## Problem details
Render the records from the line containing "Kindly give the mask of every instance of the orange" through the line containing "M19 103L0 101L0", inclusive, as a Markdown table with the columns Row and Text, where Row numbers each line and Text holds that line. Omit blank lines.

## Working data
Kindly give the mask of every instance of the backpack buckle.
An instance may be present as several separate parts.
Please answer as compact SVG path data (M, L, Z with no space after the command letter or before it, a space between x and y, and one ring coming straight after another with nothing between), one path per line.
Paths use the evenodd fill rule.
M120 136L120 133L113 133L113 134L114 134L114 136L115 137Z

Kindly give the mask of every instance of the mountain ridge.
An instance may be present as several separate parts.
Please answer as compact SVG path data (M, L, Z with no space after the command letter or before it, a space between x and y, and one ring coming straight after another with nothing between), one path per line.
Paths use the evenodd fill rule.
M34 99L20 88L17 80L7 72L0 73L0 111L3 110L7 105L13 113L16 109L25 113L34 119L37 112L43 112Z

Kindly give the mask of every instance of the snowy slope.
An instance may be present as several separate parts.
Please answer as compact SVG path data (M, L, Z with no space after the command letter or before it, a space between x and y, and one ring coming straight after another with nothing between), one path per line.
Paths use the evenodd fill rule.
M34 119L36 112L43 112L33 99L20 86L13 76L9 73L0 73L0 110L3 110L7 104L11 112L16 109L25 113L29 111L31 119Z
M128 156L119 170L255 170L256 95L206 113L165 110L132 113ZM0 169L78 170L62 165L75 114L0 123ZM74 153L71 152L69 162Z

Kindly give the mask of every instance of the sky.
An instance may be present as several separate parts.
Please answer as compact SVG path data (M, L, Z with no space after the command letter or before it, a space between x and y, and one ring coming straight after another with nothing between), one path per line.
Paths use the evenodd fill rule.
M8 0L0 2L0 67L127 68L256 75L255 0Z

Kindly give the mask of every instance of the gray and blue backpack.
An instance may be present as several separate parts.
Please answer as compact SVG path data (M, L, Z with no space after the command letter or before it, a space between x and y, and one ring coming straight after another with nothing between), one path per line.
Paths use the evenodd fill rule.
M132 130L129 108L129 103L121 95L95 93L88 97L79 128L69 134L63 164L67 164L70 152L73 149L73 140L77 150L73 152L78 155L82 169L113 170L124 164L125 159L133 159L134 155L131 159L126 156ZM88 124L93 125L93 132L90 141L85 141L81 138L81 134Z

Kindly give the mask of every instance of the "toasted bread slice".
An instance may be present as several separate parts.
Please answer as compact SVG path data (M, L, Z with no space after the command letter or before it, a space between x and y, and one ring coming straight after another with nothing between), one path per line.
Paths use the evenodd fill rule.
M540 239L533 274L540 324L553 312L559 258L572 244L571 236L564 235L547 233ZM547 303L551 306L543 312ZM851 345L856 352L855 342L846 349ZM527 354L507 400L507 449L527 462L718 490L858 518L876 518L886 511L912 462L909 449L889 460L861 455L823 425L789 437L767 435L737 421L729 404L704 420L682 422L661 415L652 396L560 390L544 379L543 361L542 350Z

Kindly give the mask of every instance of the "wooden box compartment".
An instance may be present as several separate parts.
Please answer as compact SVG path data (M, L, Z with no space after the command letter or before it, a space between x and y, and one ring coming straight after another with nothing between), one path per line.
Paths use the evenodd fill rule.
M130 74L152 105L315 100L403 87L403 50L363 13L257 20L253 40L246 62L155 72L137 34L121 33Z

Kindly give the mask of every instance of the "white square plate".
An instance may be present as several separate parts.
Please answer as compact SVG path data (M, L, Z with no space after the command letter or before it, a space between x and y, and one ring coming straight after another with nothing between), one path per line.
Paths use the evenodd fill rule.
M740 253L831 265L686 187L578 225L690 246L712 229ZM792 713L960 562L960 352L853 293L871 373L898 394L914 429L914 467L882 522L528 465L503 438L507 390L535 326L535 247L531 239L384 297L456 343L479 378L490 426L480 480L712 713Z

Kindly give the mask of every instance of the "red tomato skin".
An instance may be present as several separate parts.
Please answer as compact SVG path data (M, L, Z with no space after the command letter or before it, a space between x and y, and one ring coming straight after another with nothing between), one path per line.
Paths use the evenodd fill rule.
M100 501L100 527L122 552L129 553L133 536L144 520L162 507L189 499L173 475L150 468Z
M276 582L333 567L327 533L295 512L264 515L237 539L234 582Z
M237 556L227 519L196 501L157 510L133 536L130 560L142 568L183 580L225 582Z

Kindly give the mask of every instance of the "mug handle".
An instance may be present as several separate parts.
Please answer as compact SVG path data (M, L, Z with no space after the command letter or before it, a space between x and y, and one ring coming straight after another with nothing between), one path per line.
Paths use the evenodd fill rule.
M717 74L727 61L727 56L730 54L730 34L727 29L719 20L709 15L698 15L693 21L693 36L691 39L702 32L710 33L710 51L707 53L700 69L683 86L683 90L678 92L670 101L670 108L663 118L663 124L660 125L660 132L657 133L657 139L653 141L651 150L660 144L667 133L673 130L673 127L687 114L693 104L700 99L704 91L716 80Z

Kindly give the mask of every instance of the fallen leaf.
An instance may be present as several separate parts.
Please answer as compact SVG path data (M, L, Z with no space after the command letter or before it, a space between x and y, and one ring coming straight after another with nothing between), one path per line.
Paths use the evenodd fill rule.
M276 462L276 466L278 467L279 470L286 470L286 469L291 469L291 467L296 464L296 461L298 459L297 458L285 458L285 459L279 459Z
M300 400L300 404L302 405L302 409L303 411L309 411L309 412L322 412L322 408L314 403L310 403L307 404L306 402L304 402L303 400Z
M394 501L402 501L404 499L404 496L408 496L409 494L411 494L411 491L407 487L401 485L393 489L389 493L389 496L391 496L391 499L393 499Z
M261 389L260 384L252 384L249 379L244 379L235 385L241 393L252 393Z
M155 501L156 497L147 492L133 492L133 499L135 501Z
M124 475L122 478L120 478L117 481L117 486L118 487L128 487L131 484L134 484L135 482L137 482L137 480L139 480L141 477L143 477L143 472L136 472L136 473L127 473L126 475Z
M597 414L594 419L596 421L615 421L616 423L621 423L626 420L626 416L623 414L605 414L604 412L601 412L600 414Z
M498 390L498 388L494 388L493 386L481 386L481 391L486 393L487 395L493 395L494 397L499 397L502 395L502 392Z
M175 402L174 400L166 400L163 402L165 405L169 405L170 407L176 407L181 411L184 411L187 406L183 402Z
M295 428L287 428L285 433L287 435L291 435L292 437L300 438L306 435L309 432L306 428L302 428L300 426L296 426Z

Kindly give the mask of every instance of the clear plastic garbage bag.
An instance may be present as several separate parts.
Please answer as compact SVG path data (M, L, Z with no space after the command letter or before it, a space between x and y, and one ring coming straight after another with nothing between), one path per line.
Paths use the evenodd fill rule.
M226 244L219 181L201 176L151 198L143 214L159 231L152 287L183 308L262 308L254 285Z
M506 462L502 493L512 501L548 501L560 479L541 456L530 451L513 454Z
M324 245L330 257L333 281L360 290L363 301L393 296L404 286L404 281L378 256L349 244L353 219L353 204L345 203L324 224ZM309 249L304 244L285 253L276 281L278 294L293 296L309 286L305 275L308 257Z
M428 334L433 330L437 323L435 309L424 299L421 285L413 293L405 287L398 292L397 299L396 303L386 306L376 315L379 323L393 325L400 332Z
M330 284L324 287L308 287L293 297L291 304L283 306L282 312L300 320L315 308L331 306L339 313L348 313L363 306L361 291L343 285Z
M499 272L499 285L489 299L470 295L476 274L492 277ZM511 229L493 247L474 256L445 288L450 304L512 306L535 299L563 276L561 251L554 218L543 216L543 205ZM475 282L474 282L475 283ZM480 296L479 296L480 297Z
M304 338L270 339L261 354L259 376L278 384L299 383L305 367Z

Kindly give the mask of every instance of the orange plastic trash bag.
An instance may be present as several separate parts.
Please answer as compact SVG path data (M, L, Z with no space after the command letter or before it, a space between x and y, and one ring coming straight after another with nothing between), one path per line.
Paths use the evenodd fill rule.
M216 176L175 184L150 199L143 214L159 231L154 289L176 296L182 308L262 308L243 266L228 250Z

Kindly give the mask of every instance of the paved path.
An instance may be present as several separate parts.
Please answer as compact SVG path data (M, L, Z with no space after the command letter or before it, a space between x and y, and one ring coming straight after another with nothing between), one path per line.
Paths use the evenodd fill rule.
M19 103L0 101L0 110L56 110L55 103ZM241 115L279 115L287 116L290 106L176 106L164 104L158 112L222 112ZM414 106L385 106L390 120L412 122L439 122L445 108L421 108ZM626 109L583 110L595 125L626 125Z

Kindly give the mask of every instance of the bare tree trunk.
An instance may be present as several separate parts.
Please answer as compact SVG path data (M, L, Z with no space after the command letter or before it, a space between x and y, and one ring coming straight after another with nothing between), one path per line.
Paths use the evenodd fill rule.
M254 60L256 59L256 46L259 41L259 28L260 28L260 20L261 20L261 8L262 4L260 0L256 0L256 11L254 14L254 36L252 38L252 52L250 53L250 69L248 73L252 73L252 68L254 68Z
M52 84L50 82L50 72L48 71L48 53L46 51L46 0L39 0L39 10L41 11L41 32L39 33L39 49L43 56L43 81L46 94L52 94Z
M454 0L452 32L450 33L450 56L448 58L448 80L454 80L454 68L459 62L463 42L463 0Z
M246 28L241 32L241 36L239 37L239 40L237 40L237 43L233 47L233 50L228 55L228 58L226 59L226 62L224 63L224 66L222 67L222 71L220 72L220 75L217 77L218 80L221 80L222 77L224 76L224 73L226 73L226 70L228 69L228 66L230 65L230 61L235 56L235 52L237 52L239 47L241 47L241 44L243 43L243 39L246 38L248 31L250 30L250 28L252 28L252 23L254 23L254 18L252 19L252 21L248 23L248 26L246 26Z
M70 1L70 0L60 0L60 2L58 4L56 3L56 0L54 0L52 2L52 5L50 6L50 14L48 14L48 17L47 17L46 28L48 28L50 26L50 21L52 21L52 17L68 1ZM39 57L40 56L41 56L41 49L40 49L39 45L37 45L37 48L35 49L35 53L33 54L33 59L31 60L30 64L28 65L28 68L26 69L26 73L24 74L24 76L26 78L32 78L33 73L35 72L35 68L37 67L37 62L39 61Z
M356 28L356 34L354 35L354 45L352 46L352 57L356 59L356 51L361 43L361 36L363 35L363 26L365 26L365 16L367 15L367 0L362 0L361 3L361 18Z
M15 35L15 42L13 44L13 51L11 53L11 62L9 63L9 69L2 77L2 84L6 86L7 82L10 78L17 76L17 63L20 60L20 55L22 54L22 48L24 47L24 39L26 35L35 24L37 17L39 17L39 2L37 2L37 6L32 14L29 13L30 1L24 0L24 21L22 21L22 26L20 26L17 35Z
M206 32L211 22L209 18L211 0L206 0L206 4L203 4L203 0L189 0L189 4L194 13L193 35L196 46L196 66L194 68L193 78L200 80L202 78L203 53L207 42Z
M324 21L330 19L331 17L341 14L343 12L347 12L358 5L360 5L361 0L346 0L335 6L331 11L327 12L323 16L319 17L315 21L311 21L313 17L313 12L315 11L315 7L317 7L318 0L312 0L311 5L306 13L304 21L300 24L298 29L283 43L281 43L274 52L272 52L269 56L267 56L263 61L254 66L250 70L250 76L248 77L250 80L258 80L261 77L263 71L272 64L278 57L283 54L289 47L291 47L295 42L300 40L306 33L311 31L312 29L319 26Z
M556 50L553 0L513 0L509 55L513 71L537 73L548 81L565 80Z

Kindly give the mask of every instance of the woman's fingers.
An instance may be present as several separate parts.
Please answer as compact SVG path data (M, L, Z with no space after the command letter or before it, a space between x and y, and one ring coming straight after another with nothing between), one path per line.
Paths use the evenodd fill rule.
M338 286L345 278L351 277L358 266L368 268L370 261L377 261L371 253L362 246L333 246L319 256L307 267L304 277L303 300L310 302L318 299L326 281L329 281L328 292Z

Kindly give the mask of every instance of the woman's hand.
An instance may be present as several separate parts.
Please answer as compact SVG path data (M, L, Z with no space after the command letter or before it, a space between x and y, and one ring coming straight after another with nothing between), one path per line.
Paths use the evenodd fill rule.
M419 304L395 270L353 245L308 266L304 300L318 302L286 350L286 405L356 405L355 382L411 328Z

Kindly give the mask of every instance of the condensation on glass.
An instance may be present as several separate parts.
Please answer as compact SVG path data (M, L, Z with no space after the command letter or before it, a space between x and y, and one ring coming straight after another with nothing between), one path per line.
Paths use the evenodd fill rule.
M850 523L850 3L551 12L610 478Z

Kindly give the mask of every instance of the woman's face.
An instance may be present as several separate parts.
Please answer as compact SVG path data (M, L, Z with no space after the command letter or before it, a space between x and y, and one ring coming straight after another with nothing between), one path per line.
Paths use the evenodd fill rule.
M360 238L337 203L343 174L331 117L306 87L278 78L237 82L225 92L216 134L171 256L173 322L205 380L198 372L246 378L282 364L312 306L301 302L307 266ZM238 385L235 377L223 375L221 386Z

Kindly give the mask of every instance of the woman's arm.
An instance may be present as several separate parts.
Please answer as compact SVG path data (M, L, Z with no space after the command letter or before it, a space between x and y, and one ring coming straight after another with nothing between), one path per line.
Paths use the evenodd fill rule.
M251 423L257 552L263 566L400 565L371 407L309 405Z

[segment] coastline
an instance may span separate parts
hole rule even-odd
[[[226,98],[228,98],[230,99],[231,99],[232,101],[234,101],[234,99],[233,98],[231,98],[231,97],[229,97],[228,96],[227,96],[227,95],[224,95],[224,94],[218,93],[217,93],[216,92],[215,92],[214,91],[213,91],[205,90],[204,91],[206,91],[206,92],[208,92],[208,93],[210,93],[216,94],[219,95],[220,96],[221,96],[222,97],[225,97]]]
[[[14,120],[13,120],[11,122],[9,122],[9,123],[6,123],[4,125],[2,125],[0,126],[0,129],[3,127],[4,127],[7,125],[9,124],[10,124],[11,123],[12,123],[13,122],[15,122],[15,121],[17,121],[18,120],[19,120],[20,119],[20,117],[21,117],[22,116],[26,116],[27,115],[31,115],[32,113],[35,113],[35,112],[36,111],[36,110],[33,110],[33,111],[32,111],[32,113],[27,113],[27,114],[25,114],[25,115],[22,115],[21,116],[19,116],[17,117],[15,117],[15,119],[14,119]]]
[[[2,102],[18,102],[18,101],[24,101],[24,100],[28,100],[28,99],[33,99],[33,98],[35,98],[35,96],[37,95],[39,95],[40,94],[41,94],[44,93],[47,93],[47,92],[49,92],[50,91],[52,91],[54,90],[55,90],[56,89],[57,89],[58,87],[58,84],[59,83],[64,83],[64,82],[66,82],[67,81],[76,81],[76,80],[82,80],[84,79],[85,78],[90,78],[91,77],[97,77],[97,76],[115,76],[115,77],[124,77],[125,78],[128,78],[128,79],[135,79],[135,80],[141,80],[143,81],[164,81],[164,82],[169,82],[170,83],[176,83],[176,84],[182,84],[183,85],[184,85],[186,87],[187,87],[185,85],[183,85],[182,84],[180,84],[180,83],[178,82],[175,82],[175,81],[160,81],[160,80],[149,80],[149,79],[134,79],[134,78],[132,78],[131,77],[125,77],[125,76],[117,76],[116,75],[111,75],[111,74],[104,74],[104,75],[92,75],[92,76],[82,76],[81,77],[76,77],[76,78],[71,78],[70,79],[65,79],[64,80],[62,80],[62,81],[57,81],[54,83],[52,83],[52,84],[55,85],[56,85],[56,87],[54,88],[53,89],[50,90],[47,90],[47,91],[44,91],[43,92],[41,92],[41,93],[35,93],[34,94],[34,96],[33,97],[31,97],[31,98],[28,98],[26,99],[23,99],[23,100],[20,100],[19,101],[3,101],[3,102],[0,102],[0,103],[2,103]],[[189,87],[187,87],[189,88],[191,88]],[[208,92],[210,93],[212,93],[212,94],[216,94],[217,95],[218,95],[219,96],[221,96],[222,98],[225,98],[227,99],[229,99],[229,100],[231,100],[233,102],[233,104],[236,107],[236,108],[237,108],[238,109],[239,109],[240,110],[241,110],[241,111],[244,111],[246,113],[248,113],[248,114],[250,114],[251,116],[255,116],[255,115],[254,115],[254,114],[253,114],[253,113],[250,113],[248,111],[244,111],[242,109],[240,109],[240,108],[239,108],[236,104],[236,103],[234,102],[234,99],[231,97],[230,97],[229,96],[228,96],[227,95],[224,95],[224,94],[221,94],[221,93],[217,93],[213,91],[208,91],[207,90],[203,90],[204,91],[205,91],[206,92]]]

## The solution
| Row | Text |
|---|---|
| 1 | Kindly give the mask of every instance of the orange plastic trash bag. |
| 2 | An instance may be present as several separate parts. |
| 3 | Please answer as compact SVG path data (M, L, Z with no space after the command letter or before it, a space between x and y, and one ring coming straight after another with nothing between), one path per line. |
| 4 | Paths use the evenodd fill rule. |
| 5 | M216 176L175 184L150 199L143 214L159 231L154 289L176 296L182 308L262 308L243 266L228 250Z |
| 6 | Kindly give the mask of every instance of the paved path. |
| 7 | An instance may be present as several separate parts. |
| 8 | Please answer as compact SVG path data (M, L, Z with no space after the command letter or before it, a space between x and y, and one ring coming straight after another with nothing between), one path per line. |
| 9 | Paths use the evenodd fill rule. |
| 10 | M19 103L0 101L0 110L56 110L55 103ZM241 115L279 115L287 116L290 106L176 106L164 104L158 112L222 112ZM414 106L385 106L390 120L412 122L439 122L445 108L421 108ZM626 109L583 110L595 125L626 125Z |